В начале беседы он производил впечатление простенького сельского батюшки, и эта чрезвычайная простота особенно чувствовалась в его словах. Не было ни тени чего-то натянутого, чего-то надуманного, и это сообщалось собеседнику. Но по мере того, как разговор продолжался, собеседник начинал ощущать, что перед ним простота, сродная той, которую Церковь называет мудростью; приходилось проникаться все большим почтением, поражаться силой веры, широтою взглядов Батюшки. Своим прозрением в глубочайшие тайники души Батюшка овладевал душою человека. С первых же вопросов и ответов Батюшки пришедший начинал замечать, что его внутренняя жизнь со всеми ее ошибками и преступлениями известна Батюшке до конца и совершенно бесполезно таиться от этого ясновидящего взора, можно почти не говорить о себе. Открывая пришедшему его самого, показывая почти неизбежность различных внешних событий, при которых проявилась основная природа человека, батюшкино ясновидение становилось почти жутким, если бы не согревалось бесконечной любовью. Голубые глаза Батюшки при этом то были светлыми детскими, то делались темными, почти синими, пронизывающими самую глубь души.

Опытнейший знаток человеческой души, он умел лечить греховные язвы людей, понимая, как сам говорил, без слов чувства обращавшихся к нему. Хорошо зная человеческие слабости и никогда не потворствуя им, он в то же время как-то особенно осторожно, деликатно прикасался к душе каждого.

▶ Задание
Продолжите текст о Батюшке, начав сразу после его последнего предложения.

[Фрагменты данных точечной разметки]

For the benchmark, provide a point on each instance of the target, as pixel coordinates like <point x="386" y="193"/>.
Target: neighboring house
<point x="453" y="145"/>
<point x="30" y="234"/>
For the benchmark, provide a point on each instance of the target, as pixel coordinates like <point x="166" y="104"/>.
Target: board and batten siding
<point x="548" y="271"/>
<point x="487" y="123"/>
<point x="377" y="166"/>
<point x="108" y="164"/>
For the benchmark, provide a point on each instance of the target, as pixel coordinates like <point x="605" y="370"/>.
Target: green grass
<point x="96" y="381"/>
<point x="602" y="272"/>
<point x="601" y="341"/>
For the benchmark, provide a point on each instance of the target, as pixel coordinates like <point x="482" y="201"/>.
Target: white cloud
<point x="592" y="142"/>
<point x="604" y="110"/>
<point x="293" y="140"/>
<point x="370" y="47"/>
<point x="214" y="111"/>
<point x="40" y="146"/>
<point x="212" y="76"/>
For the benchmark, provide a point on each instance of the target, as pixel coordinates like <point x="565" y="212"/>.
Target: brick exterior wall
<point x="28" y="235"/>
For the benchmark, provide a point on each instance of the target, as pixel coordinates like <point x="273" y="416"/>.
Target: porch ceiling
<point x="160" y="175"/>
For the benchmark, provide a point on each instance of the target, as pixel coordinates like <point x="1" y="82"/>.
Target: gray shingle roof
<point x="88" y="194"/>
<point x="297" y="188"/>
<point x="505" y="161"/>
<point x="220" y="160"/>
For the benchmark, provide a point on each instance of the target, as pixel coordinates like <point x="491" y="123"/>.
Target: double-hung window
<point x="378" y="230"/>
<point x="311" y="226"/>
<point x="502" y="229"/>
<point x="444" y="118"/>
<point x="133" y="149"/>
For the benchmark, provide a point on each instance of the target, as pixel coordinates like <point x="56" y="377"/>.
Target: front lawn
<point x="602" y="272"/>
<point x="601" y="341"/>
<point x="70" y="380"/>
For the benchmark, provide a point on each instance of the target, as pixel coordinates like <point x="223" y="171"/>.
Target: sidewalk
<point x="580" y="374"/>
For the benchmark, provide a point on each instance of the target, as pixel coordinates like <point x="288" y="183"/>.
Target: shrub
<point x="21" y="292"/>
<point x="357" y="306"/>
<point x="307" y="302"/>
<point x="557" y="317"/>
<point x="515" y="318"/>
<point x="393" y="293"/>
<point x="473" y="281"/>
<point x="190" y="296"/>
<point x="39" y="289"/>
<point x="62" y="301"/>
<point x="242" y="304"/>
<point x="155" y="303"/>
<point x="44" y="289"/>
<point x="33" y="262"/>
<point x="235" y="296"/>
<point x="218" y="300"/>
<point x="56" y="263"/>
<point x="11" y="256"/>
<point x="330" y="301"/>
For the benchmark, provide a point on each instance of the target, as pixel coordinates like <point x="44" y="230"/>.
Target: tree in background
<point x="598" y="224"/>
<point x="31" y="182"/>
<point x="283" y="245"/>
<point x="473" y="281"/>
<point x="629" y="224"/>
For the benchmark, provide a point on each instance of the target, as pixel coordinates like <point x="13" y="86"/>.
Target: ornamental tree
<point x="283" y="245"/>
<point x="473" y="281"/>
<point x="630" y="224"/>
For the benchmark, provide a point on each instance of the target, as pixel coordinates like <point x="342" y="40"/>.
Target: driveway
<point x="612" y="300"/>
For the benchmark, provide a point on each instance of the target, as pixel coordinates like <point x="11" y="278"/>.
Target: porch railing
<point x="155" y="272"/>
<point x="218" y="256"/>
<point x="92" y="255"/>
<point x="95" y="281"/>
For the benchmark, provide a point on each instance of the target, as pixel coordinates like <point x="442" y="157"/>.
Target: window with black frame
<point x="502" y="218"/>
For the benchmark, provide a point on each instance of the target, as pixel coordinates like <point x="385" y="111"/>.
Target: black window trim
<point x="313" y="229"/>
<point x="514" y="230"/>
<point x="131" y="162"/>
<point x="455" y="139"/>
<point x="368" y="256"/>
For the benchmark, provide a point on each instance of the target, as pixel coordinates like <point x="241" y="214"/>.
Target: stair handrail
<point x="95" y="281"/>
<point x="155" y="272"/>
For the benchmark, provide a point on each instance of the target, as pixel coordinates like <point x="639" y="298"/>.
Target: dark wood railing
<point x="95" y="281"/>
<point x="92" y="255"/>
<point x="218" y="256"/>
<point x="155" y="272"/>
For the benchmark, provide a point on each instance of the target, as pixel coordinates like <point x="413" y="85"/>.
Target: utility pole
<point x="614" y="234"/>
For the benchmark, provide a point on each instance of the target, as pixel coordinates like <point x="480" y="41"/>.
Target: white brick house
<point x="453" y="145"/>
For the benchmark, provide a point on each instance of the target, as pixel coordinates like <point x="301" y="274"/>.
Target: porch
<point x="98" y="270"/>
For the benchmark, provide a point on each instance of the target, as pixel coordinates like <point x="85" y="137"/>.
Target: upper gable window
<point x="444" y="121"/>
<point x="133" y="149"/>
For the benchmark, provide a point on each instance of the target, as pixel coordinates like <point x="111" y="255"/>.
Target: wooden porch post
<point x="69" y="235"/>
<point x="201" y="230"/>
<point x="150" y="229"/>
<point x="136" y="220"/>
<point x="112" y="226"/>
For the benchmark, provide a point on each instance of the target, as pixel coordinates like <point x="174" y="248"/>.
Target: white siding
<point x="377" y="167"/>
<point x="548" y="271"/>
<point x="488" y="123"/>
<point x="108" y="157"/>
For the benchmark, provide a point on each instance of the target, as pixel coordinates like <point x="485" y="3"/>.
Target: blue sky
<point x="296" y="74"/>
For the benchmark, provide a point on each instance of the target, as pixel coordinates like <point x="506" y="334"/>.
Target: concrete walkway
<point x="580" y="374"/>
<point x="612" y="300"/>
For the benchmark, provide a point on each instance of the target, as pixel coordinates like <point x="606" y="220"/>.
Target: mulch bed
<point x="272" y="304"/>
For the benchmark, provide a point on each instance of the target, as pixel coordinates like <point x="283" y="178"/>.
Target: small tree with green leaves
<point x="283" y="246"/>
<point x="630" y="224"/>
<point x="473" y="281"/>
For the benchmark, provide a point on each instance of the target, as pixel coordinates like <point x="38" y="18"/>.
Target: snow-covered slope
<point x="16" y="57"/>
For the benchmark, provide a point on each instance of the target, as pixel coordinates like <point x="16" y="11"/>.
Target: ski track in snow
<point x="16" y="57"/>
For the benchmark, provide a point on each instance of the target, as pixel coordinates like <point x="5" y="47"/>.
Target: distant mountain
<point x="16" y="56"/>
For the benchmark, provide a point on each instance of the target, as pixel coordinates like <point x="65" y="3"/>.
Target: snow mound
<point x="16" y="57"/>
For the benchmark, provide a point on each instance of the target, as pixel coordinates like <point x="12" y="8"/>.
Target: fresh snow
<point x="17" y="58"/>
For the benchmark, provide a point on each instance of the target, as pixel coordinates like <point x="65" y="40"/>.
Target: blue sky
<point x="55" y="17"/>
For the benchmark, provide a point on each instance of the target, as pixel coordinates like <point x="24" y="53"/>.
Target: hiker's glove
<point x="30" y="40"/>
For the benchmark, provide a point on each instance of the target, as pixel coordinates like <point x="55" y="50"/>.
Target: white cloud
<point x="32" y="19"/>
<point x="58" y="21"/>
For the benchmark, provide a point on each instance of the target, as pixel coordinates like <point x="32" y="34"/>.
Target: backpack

▶ Ответ на задание
Никогда не показывал он вида, что удивляется проступкам кого-либо, не укорял грешника, а старался незаметно доводить его до сознания вины и раскаяния, изображая перед ним яркие случаи людских ошибок и заблуждений. Из приводимых примеров сам пришедший должен был вывести для себя надлежащий урок. Эти примеры на первый взгляд, казалось, не имели к тебе никакого отношения, даже приходила мысль: "Зачем Батюшка мне это рассказывает?" Но потом, вспоминая его слова и заглядывая в свою душу поглубже, можно было ясно увидеть, что его рассказы имели прямое отношение к тебе, и делалось понятно, какой новый путь он намечал в твоей жизни.

Иногда во время беседы он порывисто припадал к молитве, ища через нее ответа, нередко крестился, часто благословлял собеседника, который то легко и радостно изливался навстречу Батюшке, то вдруг, смущаясь, слегка отстранялся, то поражался величием его духовного облика, то видел лишь немощного, плешивенького, обычного старичка.

Свою глубокую, внутреннюю, напряженную работу Батюшка скрывал под внешней легкой и непринужденной манерой, открываясь каждому лишь в меру его способности вместить. И никогда и никем он не был охватываем до конца.

Известны два-три примера, когда Батюшка нашел необходимость отделить от семьи вверившиеся ему души. Их он поместил подле своего храма и отечески воспитывал в служении Богу и Церкви. Во всех остальных случаях он никогда не призывал бежать от мира: каждого оставлял в его обычной обстановке жизни, со всеми ее подробностями, благословляя и учиться, и устраиваться на работу. Но эту повседневную жизнь он постепенно освещал иным светом, человек незаметно и просто начинал усваивать иное, высшее понимание вещей. Совет же батюшки часто заключался в одной-двух фразах, но в них была вся суть намеченного им для человека пути.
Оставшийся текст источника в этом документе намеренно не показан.